DOCUMENT TEXT
>> BEGIN

Francesca Jean Baptiste, a Maryland-based lawyer, seeks to help low- to moderate-income individuals and families with financial education. (Courtesy photo)
Francesca Jean Baptiste, a Maryland-based lawyer, seeks to help low- to moderate-income individuals and families with financial education. (Courtesy photo)

Francesca Jean Baptiste started her career as a free tax prep volunteer while concentrating on tax law while attending law school in Virginia.

Though real life experiences helped shaped her course — Baptiste learned much from a father who is from the Dominican Republic and a mother who’s from Panama — it was the fictional Clair Huxtable who ultimately convinced her to become a lawyer.

“I think I first got the idea watching the ‘Cosby Show’ as a kid. Phylicia Rashad just radiated grace and intelligence,” Baptiste said of the actress, who portrayed the lawyer. “She looked so smart with her suits and leather briefcases. I was like, ‘Ooohh, she’s a lawyer.’ And, as I got older I got hooked on ‘Law & Order.’ The district attorneys were championing criminal justice, kicking butt in court and making it look so cool. Trust me it’s not that exciting but it just made me think, ‘This is something I want to do. This is something I can do.’”

When offered a joint position with both the Maryland CASH Campaign and the Baltimore CASH Campaign six years ago, Baptiste jumped at the opportunity.

>> END

DATA SHOWN
>> BEGIN

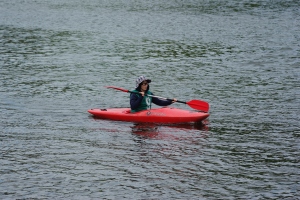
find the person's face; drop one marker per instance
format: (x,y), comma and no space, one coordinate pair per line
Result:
(144,85)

>> END

WORK INSTRUCTIONS
a – Translate this sentence from the Francesca Jean Baptiste profile into Spanish: "Francesca Jean Baptiste started her career as a free tax prep volunteer while concentrating on tax law while attending law school in Virginia."
b – Rewrite the Francesca Jean Baptiste profile from "Though real life" up to and including "become a lawyer.", putting "Colombia" in place of "Panama".

ANSWERS BY TASK
a – Francesca Jean Baptiste comenzó su carrera como voluntaria en la preparación gratuita de impuestos mientras se especializaba en derecho tributario durante sus estudios en la facultad de derecho en Virginia.

b –
Though real life experiences helped shaped her course — Baptiste learned much from a father who is from the Dominican Republic and a mother who’s from Colombia — it was the fictional Clair Huxtable who ultimately convinced her to become a lawyer.